━━ Provided text ━━

[libvirt-users] Zombie processes being created when console buffer is full

We have been researching stuck zombie processes in our libvirt lxc containers. What we found was: 1) Each zombie’s parent was pid 1. init which symlinks to systemd. 2) In some cases, the zombies were launched by systemd, in others the zombie was inherited. 3) While the child is in the zombie state, the parent process (systemd) /proc/1/status shows no pending signals. 4) Attaching gdb to systemd, there was 1 thread and it was waiting in write() and the file being written was /dev/console. This write() to the console never returns. We operated under the assumption that systemd's SIGCHLD handler sets a bit and a foreground thread (the only thread) would see that child processes needed reaping. While the single thread is stuck in write(), the reaping never takes place. So why is write() blocking? The answer seems to be that there is nothing draining the console and eventually it blocks write() when its buffers become full. When we attached to the container's console, the buffer is cleared allowing systemd’s write() to return. The zombies are then reaped and everything goes back to normal. Our “solution” was more of a workaround. systemd was altered to log errors/warnings/etc to /dev/null instead of /dev/console. This prevented the problem, only in that the console buffer was unlikely to get filled up since systemd generally is the only then that writes to it. This is definitely a hack though. This may be a bug in the libvirt container library (you can't expect something to periodically connect to a container's console to empty it out). We suspect there may also be a configuration issue in our containers with regards to the console. Has anyone else observed this problem? Peter _______________________________________________ libvirt-users mailing list libvirt-users@redhat.com https://www.redhat.com/mailman/listinfo/libvirt-users

On 01/29/2016 05:08 AM, Peter Steele wrote:
We have been researching stuck zombie processes in our libvirt lxc containers. What we found was:
1) Each zombie’s parent was pid 1. init which symlinks to systemd. 2) In some cases, the zombies were launched by systemd, in others the zombie was inherited. 3) While the child is in the zombie state, the parent process (systemd) /proc/1/status shows no pending signals. 4) Attaching gdb to systemd, there was 1 thread and it was waiting in write() and the file being written was /dev/console.

━━━
━━ Raw data ━━

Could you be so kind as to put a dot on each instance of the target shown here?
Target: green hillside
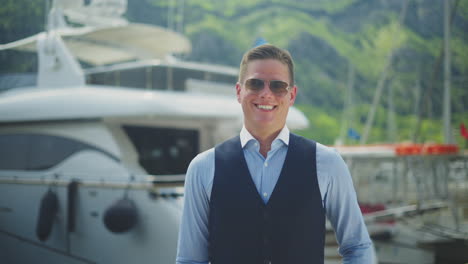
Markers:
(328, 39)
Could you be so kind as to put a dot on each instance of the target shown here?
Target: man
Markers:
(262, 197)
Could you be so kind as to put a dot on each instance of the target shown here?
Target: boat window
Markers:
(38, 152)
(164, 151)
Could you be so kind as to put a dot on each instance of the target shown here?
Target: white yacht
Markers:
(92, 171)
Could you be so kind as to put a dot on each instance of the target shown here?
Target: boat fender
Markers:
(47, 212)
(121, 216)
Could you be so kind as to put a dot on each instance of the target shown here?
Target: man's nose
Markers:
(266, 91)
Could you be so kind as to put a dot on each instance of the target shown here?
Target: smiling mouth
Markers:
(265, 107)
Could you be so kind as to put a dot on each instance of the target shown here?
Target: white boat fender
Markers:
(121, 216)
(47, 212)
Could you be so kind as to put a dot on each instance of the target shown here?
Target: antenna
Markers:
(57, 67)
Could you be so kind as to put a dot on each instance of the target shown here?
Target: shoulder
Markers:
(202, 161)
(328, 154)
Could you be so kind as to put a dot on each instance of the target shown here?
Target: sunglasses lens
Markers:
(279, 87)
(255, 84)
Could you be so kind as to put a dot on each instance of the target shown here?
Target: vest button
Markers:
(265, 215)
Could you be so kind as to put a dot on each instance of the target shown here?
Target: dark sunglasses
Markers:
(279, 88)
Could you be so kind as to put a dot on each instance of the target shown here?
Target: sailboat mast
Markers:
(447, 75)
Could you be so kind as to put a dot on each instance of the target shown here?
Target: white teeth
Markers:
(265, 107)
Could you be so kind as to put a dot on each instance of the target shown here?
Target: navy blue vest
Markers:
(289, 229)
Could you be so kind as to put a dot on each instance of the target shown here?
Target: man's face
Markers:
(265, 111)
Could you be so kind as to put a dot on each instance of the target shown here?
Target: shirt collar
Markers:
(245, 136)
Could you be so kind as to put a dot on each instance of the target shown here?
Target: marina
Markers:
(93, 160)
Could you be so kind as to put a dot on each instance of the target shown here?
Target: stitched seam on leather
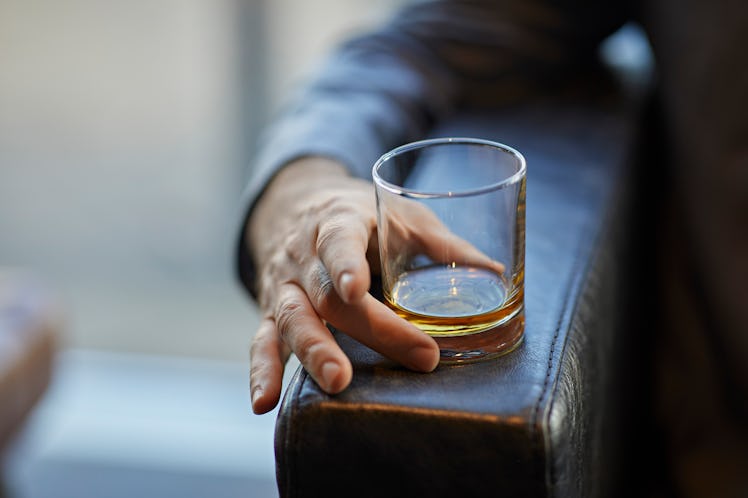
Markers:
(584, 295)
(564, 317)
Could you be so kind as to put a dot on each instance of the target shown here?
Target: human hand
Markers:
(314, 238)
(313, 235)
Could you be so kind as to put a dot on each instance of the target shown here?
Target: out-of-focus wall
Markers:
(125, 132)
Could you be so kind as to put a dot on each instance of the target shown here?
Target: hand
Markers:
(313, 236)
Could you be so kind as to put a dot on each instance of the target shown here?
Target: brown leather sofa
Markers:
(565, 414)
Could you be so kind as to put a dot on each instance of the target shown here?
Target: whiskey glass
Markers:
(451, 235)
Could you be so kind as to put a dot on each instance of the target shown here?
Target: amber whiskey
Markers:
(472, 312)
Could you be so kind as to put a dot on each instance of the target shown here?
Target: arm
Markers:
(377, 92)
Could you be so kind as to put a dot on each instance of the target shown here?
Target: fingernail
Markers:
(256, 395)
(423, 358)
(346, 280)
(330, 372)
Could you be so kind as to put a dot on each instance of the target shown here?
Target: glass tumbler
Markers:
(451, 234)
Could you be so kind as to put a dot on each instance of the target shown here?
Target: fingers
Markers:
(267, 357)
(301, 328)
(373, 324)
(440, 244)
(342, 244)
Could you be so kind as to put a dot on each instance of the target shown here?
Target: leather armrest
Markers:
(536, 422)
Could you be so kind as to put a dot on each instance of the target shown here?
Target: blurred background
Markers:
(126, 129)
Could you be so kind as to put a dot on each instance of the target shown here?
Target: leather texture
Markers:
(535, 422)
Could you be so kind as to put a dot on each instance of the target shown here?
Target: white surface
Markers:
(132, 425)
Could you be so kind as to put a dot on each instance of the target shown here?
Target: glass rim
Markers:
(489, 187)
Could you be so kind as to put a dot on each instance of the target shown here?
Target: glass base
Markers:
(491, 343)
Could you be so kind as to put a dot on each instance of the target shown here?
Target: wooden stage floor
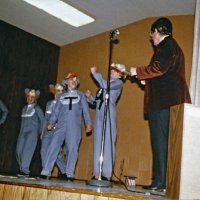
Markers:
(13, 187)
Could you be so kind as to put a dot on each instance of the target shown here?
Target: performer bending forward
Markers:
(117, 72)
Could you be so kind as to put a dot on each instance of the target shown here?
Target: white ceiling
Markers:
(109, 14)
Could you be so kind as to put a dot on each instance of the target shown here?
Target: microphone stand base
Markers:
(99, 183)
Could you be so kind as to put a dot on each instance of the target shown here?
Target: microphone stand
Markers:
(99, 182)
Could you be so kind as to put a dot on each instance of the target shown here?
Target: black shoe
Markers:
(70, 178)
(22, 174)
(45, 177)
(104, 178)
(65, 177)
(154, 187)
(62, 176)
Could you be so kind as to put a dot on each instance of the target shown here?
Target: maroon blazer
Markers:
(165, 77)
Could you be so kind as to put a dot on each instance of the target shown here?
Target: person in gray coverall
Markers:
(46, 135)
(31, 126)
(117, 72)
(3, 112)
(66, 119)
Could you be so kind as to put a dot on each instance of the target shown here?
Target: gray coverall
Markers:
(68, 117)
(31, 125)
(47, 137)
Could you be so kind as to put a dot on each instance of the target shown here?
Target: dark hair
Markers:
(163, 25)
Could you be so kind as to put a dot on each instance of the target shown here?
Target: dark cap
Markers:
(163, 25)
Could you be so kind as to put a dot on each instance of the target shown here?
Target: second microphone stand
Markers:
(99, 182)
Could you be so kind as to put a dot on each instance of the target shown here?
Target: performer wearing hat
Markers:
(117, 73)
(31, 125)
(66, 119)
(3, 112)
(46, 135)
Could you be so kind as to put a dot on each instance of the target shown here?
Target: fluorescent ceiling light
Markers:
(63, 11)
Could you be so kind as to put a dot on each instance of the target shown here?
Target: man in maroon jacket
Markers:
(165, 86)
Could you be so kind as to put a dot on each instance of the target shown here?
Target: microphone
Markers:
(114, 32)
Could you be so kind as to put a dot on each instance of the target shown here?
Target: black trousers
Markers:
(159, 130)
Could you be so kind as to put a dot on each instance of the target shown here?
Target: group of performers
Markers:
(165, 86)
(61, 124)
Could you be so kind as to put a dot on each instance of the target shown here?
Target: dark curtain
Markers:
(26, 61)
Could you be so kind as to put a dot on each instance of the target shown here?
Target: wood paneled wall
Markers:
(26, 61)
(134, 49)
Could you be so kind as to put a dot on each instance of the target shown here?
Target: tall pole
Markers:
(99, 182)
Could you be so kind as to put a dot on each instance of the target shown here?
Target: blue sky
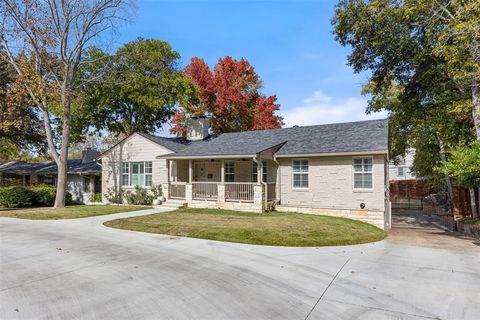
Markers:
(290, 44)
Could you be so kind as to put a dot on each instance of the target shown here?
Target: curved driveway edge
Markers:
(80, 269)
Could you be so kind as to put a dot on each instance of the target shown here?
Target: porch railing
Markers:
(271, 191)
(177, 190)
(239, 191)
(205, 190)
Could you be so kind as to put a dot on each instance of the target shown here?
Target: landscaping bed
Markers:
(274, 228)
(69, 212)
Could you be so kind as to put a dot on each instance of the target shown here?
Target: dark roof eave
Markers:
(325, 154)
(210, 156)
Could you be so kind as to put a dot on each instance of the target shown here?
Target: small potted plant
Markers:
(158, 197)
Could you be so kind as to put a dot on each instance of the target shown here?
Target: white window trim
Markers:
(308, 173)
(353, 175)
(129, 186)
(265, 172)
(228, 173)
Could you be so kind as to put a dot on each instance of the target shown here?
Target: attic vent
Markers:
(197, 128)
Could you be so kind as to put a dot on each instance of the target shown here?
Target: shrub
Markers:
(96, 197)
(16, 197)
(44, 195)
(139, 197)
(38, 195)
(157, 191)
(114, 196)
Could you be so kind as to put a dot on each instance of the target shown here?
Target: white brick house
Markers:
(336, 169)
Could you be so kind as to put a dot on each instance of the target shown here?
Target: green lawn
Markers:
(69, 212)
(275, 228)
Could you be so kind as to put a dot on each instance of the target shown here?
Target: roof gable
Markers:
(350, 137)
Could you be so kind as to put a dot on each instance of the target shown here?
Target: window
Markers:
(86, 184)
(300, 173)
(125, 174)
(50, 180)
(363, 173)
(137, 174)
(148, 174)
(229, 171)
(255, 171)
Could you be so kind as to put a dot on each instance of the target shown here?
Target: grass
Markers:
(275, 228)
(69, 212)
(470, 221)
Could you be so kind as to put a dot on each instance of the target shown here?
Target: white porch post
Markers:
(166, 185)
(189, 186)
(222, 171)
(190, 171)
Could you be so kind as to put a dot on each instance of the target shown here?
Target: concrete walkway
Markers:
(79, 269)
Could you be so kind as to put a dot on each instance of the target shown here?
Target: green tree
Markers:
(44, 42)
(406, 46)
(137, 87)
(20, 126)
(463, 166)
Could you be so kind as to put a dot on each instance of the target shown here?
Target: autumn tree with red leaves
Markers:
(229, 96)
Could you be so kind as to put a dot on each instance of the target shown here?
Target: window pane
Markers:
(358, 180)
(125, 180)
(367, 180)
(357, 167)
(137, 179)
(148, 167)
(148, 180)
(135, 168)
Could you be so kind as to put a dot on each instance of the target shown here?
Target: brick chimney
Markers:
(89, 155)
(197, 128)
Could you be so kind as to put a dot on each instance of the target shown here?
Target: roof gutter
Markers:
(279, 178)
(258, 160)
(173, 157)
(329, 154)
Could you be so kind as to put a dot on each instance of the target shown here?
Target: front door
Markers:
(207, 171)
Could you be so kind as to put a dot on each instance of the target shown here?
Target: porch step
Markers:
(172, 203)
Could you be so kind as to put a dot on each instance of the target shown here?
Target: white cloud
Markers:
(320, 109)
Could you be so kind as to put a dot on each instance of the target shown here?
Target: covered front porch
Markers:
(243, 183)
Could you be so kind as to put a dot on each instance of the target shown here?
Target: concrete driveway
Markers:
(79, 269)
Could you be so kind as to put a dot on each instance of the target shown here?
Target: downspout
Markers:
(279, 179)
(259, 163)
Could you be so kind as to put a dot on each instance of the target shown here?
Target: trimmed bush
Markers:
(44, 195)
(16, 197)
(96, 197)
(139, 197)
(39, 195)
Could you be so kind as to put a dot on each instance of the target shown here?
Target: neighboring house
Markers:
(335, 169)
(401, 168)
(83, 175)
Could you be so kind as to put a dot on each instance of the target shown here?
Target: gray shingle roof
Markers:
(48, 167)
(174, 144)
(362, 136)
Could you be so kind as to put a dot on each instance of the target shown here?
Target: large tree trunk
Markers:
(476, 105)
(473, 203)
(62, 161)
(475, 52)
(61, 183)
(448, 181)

━━━

*To-do list*:
**1.** In the zombie-process thread, which file was systemd's single thread writing to when its write() call never returned?
**2.** Extend the zombie-process thread, starting after its last shown sentence.

*Results for each task*:
**1.** /dev/console

**2.**
This write() to the console never returns. We operated under the assumption that systemd's SIGCHLD handler sets a bit and a foreground thread (the only thread) would see that child processes needed reaping. While the single thread is stuck in write(), the reaping never takes place.
So why is write() blocking? The answer seems to be that there is nothing draining the console and eventually it blocks write() when its buffers become full. When we attached to the container's console, the buffer is cleared allowing systemd’s write() to return. The zombies are then reaped and everything goes back to normal.
Our “solution” was more of a workaround. systemd was altered to log errors/warnings/etc to /dev/null instead of /dev/console. This prevented the problem, only in that the console buffer was unlikely to get filled up since systemd generally is the only then that writes to it. This is definitely a hack though.
This may be a bug in the libvirt container library (you can't expect something to periodically connect to a container's console to empty it out). We suspect there may also be a configuration issue in our containers with regards to the console.
Has anyone else observed this problem?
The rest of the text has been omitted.